STATED EXERCISE A
From the method documentation, retype the passage from "KL-divergence between distributions" up to and including "(q.length = p.length)".
STATED EXERCISE B
Rewrite the paragraph of the method documentation beginning "KL-divergence between distributions p and q" as one shorter sentence that keeps its main facts.

IDEA: Here only the supply relation could be considered by cwtsum[r][]

Returns:
phi multinomial mixture of topic words (K x V)

configure

public void configure(int iterations,
                      int burnIn,
                      int thinInterval,
                      int sampleLag)
Configure the gibbs sampler

Parameters:
iterations - number of total iterations
burnIn - number of burn-in iterations
thinInterval - update statistics interval
sampleLag - sample interval (-1 for just one sample at the end)

main

public static void main(java.lang.String[] args)
Driver with example data. TODO: implement averaging of phi and psi.

Parameters:
args -

writeParameters

private static void writeParameters(java.lang.String file,
                                    java.lang.String corpusname,
                                    int k,
                                    double alpha,
                                    double beta,
                                    int x,
                                    int m,
                                    int v,
                                    int w,
                                    long duration,
                                    int iterations,
                                    int samplelag,
                                    int burnin,
                                    org.knowceans.util.Arguments a)
write statistics of the current run to a text file for later review

Parameters:
file -
corpusname -
k - topics
alpha - hyperparameter
beta - hyperparameter
x - actor count
m - doc count
v - vocabulary/term count
w - word count
duration - training duration
iterations - no. of total iterations
samplelag - sampling lag
burnin - burnin samples
a - Arguments object

test

public static void test(java.lang.String[] args)
test driver with a small synthetic data set

Parameters:
args -

matchActors

private static double[][] matchActors(double[][][] psi,
                                      int p,
                                      int q)
Build matrix of actor--actor matches according to the Kullback-Leibler-divergence, M_ij = KL(demand_i||supply_j).

Parameters:
psi - matrix[][][] of actor--topic associations, by relations in first index
p - relation of left KL argument
q - relation of right KL argument
Returns:

kl

private static double kl(double[] p,
                         double[] q)
KL-divergence between distributions p and q. (The measure is asymmetric: KL(p||q) = int p(x) * log(p(x)/q(x)) dx).

Parameters:
p - discrete pdf
q - discrete pdf (q.length = p.length)
Returns:
KL divergence

shadeDouble

public static java.lang.String shadeDouble(double d,
                                           double max)
create a string representation whose gray value appears as an indicator of magnitude, cf. Hinton diagrams in statistics.

Parameters:
d - value
max - maximum value
Returns:

COLLECTED DATA
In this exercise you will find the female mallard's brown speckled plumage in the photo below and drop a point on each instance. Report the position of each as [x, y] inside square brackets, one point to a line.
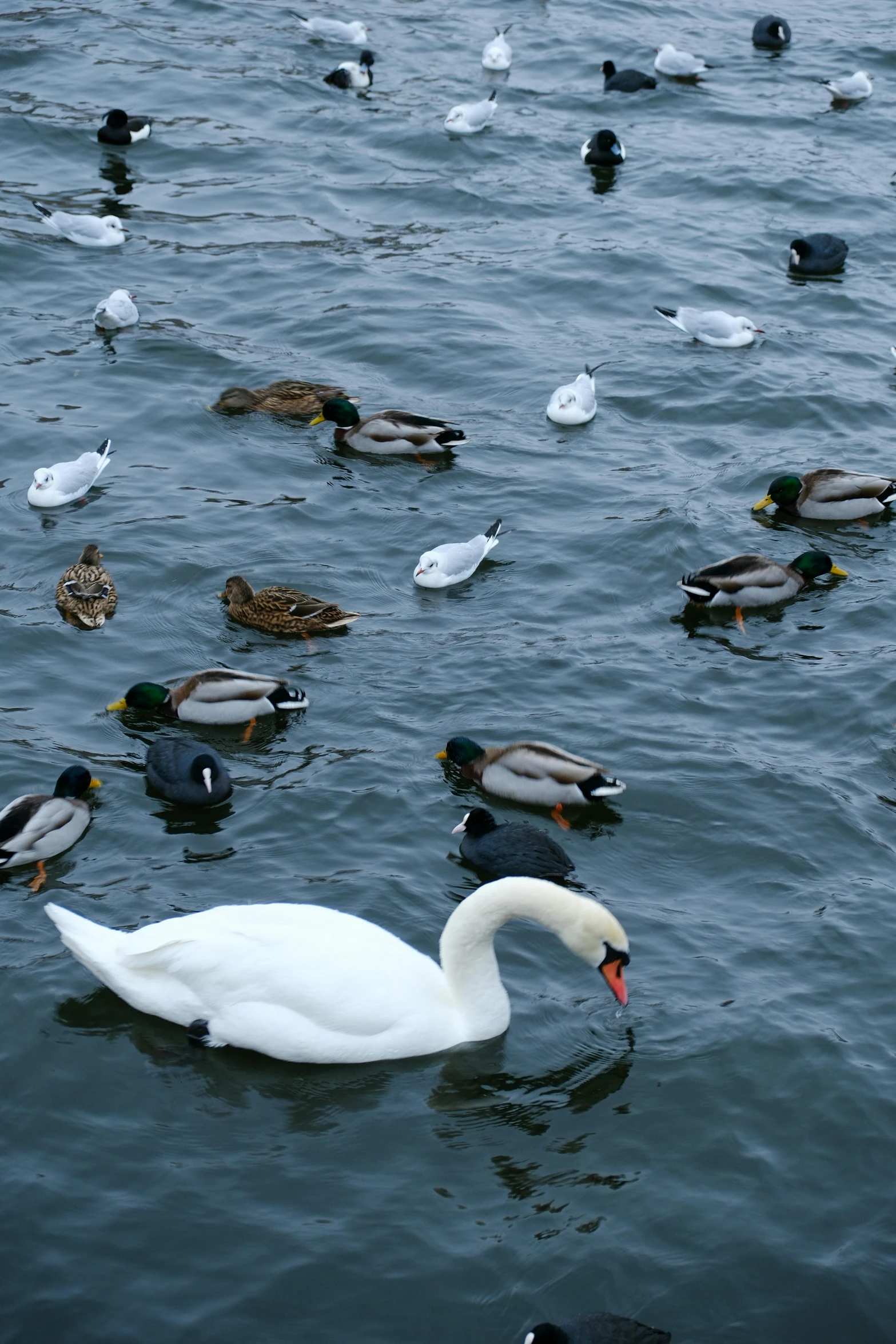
[86, 590]
[281, 611]
[284, 398]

RIGHT ANSWER A
KL-divergence between distributions p and q. (The measure is asymmetric: KL(p||q) = int p(x) * log(p(x)/q(x)) dx).

Parameters:
p - discrete pdf
q - discrete pdf (q.length = p.length)

RIGHT ANSWER B
It computes the asymmetric KL-divergence between distributions p and q, KL(p||q) = int p(x) * log(p(x)/q(x)) dx.